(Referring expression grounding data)

---*---

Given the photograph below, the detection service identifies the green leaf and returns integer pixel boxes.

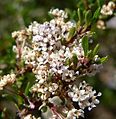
[48,73,53,81]
[71,10,78,20]
[87,50,92,59]
[72,53,78,66]
[77,8,83,25]
[93,7,100,20]
[100,56,108,63]
[67,27,76,41]
[82,36,89,56]
[85,10,92,27]
[24,82,30,96]
[65,58,71,66]
[92,44,100,57]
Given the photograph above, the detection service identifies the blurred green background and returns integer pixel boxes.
[0,0,116,119]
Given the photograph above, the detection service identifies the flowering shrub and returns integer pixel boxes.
[0,1,115,119]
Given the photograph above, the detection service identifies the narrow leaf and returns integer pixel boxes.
[67,27,76,42]
[82,36,89,56]
[100,56,108,63]
[24,82,30,96]
[72,53,78,66]
[65,58,71,66]
[85,10,92,26]
[77,8,83,25]
[93,8,100,20]
[71,10,78,20]
[87,50,92,59]
[92,44,100,57]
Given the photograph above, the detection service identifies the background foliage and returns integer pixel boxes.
[0,0,116,119]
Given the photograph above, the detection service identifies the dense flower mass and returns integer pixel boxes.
[12,8,102,84]
[0,73,16,90]
[0,8,105,119]
[97,1,115,30]
[100,1,115,16]
[68,81,102,110]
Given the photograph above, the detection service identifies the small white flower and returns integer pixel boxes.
[68,81,101,110]
[97,20,106,29]
[108,1,115,9]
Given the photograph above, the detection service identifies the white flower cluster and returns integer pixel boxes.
[68,81,101,111]
[12,9,102,119]
[12,8,101,83]
[66,108,84,119]
[97,1,115,30]
[49,8,68,18]
[31,81,59,100]
[12,30,30,42]
[101,1,115,16]
[0,73,16,90]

---*---

● **WHAT THE TASK ASKS**
With pictures excluded, the data must be transcribed in full and to the letter.

● **ANSWER FOR THIS EXERCISE**
Given the photograph below, the detection service identifies the green leaf and returns integer pixel boxes.

[48,73,53,81]
[71,10,78,20]
[87,50,92,59]
[72,53,78,66]
[77,8,83,25]
[93,7,100,20]
[100,56,108,63]
[67,27,76,41]
[82,36,89,56]
[85,10,92,27]
[24,82,30,96]
[65,58,71,66]
[92,44,100,57]
Given the photograph above, the detection service identifies the blurred green background and returns integer pixel boxes.
[0,0,116,119]
Given the photograph above, the detection service identifies the flowering shrub and returns integer pixel boxes.
[0,1,115,119]
Given the photograph above, the detection service identifies the narrow leaf and returns integer pixel boxes.
[67,27,76,42]
[82,36,89,56]
[100,56,108,63]
[24,82,30,96]
[72,53,78,66]
[65,58,71,66]
[85,10,92,26]
[77,8,83,25]
[93,8,100,20]
[71,10,78,20]
[87,50,92,59]
[92,44,100,57]
Given the photograph above, the detection service identifies the background foliage and returns integer pixel boxes.
[0,0,116,119]
Given the photograph above, the detection service identifies the dense flower mass and returns integer pixel boxes.
[12,8,102,84]
[0,73,16,90]
[0,8,105,119]
[97,1,115,30]
[100,1,115,16]
[68,81,102,110]
Given the photograph above, the detection service identifies the small white flower and returns integer pixel boxes.
[68,81,101,110]
[97,20,106,29]
[108,1,115,9]
Given the photograph above, the detection service identifies the white flower cluster and returns integer pixel boxes.
[68,81,101,111]
[12,9,102,119]
[12,8,101,83]
[66,108,84,119]
[97,1,115,30]
[49,8,68,18]
[31,81,59,100]
[12,30,30,42]
[101,1,115,16]
[0,73,16,90]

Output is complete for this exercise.